BEGIN

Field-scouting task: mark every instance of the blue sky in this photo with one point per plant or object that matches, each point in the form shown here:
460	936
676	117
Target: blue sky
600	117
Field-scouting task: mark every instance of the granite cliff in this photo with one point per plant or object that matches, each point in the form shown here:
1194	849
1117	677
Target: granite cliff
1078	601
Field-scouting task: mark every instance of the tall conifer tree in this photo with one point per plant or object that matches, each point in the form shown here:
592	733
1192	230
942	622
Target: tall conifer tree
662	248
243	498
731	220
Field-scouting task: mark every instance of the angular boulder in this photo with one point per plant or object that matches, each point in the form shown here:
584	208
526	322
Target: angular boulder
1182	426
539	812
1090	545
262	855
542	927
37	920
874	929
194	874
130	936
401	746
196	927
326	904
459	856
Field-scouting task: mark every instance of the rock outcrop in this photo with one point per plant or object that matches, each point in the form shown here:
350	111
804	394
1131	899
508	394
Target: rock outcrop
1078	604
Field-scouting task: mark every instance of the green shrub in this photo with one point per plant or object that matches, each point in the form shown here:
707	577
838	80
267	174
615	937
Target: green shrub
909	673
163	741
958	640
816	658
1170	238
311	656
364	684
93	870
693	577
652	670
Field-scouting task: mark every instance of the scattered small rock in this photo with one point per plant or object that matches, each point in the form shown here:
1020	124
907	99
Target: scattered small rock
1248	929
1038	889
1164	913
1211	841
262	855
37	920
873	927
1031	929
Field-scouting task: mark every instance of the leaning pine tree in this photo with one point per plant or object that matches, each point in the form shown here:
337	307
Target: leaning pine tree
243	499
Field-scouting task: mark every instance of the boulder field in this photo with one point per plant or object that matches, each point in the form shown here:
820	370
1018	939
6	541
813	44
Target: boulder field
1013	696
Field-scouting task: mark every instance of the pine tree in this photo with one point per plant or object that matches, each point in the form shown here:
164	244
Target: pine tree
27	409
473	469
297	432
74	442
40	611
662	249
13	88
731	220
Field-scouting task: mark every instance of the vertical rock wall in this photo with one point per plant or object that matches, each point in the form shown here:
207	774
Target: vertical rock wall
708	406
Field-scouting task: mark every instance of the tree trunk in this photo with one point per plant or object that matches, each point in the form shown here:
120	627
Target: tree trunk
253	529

END

Rewrite the items from the line containing "Field-scouting task: mark every instance of the rock" through the end of the items, inclusive, replacing "Target" with "Label" and leaving everything else unchanged; give only those lines.

Field-scouting task: mark every instance of the rock outcrop in this photo with one point per plant or object that matches, each point in the form shown here:
350	111
804	394
1131	899
508	394
Label: rock outcrop
1078	604
Field-scouting task: mark every instance of the green shrub in this photo with one point per plant or object that matches, each point in the form shown here:
707	577
838	80
267	174
615	937
Label: green shrub
909	673
163	741
958	640
816	658
1170	238
311	656
364	684
93	870
693	577
652	670
Field-scouting task: mark every instance of the scattered small rock in this photo with one point per plant or object that matches, each point in the form shown here:
1020	124
907	99
Label: scattered small rock
1248	929
1038	889
1164	913
1211	841
262	855
37	920
873	927
1031	929
Field-scouting task: mark every instance of the leaning pine tree in this photo with one point per plant or object that matches, each point in the form shown here:
337	307
Label: leaning pine tree
243	499
Field-scouting task: mark every instance of the boulder field in this photo with one point per plant or object that matches, each point in the form shown here:
820	370
1018	939
6	541
813	44
Label: boulder field
1013	696
Field-scouting task: mark every instance of the pine tree in this photo with one point per plant or object that matches, each point in the form shown here:
164	244
Label: pine tree
27	409
473	469
297	432
74	442
40	611
662	249
13	88
731	220
Field-scouting task: mark every instance of the vertical rock wall in this photo with one point per plant or object that matches, each point in the form shown here:
207	774
Label: vertical rock wall
708	406
Field-scouting task: mark every instance of the tree trunk in this photo with one point per plant or object that matches, each point in the form shown here:
120	627
Label: tree trunk
253	529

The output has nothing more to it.